The things that I have released successfully break a pattern. They don’t reoccur in my life. They don’t come back. I become free of it.
And of course in no way I am perfect. It doesn’t mean that. As a matter of fact, I have very strong likes and dislikes. But, I am very comfortable with being that way. But, what happens with emotional release that it doesn’t matter that you aren’t perfect. You just don’t carry a charge over it. You don’t care anymore that you aren’t perfect or it happens again, you are perfectly comfortable with it and your buttons don’t get pushed.
So, it has been my experience that, no, it doesn’t come back. And I have been doing this kind of work for the last 10 years now. (Not talking about recapitulating one’s life, I haven’t done that even with Castaneda, never even believed that when he told us.)
Daniel Lawton
You just don’t carry a charge over it. You don’t care anymore that you aren’t perfect or it happens again, you are perfectly comfortable with it and your buttons don’t get pushed.
That part totally worked. It’s still working to this day. I’d add that if you recapitulate like mad, your whole life is before you at any time, like a matrix you can palpably feel. That’s almost magical, and I can see how that might produce dreaming experiences. But that part is really hard to keep up. The matrix fades away as soon as you stop recapitulating.
What I’m wondering is whether worrying about things like this is really better? It takes away time from other things you could do which would be just as fulfilling, and it also exposes some questionable things on which the social world is based. But seeing those holes might not be better. Like eating a drug and realizing all humans are involved in folly. It doesn’t make you live a better life, maybe it worsens it. People who smoke marijuana get to see the folly of social behavior over and over again, but look at how their lives usually sink into stagnation.

▶ _GIVEN RECORDS_:
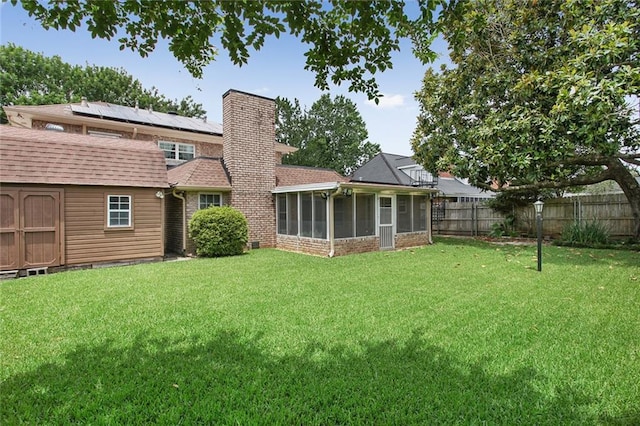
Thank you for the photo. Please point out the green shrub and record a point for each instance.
==
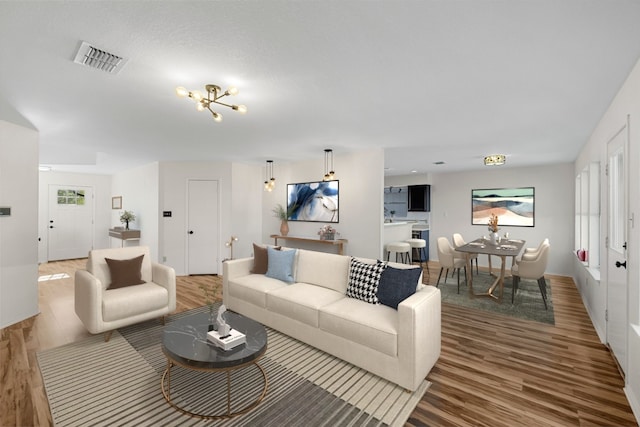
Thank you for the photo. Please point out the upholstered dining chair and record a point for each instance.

▶ _DIRECTIONS FOR THIS TASK_: Rewrite the passage on emotional release from the words "The things that" through the words "he told us.)", putting "letting go" wherever "emotional release" appears.

▶ _SOLVED PROBLEM_:
The things that I have released successfully break a pattern. They don’t reoccur in my life. They don’t come back. I become free of it.
And of course in no way I am perfect. It doesn’t mean that. As a matter of fact, I have very strong likes and dislikes. But, I am very comfortable with being that way. But, what happens with letting go that it doesn’t matter that you aren’t perfect. You just don’t carry a charge over it. You don’t care anymore that you aren’t perfect or it happens again, you are perfectly comfortable with it and your buttons don’t get pushed.
So, it has been my experience that, no, it doesn’t come back. And I have been doing this kind of work for the last 10 years now. (Not talking about recapitulating one’s life, I haven’t done that even with Castaneda, never even believed that when he told us.)